Your objective –
Copy the records below exactly as they appear.

(Location identification items)
———
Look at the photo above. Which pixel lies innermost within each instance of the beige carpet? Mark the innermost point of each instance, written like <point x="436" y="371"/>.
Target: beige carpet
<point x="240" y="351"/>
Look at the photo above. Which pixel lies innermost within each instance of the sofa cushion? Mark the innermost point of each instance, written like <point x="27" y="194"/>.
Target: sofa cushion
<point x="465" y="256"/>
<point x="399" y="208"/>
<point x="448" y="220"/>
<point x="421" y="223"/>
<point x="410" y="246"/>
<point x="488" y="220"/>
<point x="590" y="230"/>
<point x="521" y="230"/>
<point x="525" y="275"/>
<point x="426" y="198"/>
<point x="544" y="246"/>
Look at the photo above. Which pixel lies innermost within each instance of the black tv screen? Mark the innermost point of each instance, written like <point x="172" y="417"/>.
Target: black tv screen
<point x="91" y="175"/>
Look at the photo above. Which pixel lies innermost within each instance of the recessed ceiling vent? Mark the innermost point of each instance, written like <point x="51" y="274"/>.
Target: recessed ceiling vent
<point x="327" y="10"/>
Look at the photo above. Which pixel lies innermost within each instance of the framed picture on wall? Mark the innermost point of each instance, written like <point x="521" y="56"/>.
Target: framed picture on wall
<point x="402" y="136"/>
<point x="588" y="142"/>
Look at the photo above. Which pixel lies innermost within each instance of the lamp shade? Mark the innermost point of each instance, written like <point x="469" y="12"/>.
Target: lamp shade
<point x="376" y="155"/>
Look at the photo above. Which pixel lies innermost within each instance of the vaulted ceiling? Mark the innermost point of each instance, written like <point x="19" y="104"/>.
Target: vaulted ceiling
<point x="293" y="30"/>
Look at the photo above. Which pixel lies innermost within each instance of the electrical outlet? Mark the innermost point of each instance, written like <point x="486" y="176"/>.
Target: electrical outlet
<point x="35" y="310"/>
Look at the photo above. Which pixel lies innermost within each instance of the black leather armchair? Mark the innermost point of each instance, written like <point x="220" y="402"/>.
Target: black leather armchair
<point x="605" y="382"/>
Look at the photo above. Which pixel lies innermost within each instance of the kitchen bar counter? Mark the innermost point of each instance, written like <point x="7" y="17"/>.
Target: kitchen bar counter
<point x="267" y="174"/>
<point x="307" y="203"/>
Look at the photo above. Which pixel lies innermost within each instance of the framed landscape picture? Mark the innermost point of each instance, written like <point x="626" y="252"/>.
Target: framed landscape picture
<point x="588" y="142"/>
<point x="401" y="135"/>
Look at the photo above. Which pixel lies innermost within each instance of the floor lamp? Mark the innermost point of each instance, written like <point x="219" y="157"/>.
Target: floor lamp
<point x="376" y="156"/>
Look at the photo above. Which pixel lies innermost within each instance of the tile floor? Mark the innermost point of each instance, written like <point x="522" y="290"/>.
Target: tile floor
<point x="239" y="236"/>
———
Exercise solution –
Look at the photo above. Which pixel lies innermost within each instance of the beige carpet? Mark the innermost point of each instance, written like <point x="436" y="371"/>.
Target: beige carpet
<point x="240" y="351"/>
Look at the photo above. Which pixel lies innermost within each instance of the sofa cushion? Mark the innermost point of each instance, written like <point x="27" y="194"/>.
Target: sofa cushion
<point x="465" y="256"/>
<point x="399" y="208"/>
<point x="448" y="220"/>
<point x="421" y="223"/>
<point x="410" y="246"/>
<point x="488" y="220"/>
<point x="590" y="230"/>
<point x="521" y="230"/>
<point x="525" y="275"/>
<point x="426" y="198"/>
<point x="544" y="246"/>
Look at the photo above. Which pixel lies innermost within each instance of the black tv screen? Mark the innermost point of each instance, written like <point x="172" y="417"/>.
Target: black tv screen
<point x="91" y="175"/>
Look at the photo above. Which pixel lies innermost within each instance of the recessed ceiling vent? Mark the innermost point of each instance, written like <point x="51" y="274"/>.
Target: recessed ceiling vent
<point x="327" y="10"/>
Look at the photo above. Which pixel lies innermost within each instance of the framed picture on wall? Mark the innermost point of each instance, written like <point x="521" y="56"/>.
Target: framed picture on wall
<point x="402" y="136"/>
<point x="588" y="142"/>
Look at the photo above. Which pixel lies innermost within each instance of the lamp shade? Mark the innermost point of each instance, written like <point x="469" y="12"/>.
Target: lamp shade
<point x="376" y="155"/>
Look at the photo above. Which pixel lies innermost within each instance of the vaulted ceiling? Mark the innermost point of each instance, written like <point x="19" y="104"/>.
Target: vaulted ceiling
<point x="293" y="30"/>
Look at the photo above. Which pixel lies innermost within each instance of the electrical outlet? Mark the innermost point of each instance, written like <point x="486" y="176"/>.
Target: electrical outlet
<point x="35" y="310"/>
Look at the photo above. Which pixel lies innermost within each instance of the black leather armchair? Mark the innermost point of each instance, written like <point x="220" y="402"/>.
Target: black leather armchair
<point x="605" y="382"/>
Look at the photo above. Which pixel lies innermost within each instance of the kitchen bar counter? Mark the innermost point of each instance, written like <point x="7" y="17"/>.
Target: kitchen bar counter
<point x="267" y="174"/>
<point x="307" y="203"/>
Look at the photo above. Which pixel lies innermost within each instance of the framed landscape picture? Mark the innermost point of each instance, written like <point x="626" y="252"/>.
Target: framed landscape picture
<point x="588" y="142"/>
<point x="401" y="135"/>
Look at the photo above. Which pixel lies innermost within each instance of the floor lamp? Mark the innermost point of each instance, written like <point x="219" y="157"/>.
Target: floor lamp
<point x="376" y="156"/>
Look at the photo above. Which pixel lies innermost within each instance of the tile floor? Mark the innermost point of each instance, written like <point x="522" y="290"/>.
Target: tile floor
<point x="239" y="236"/>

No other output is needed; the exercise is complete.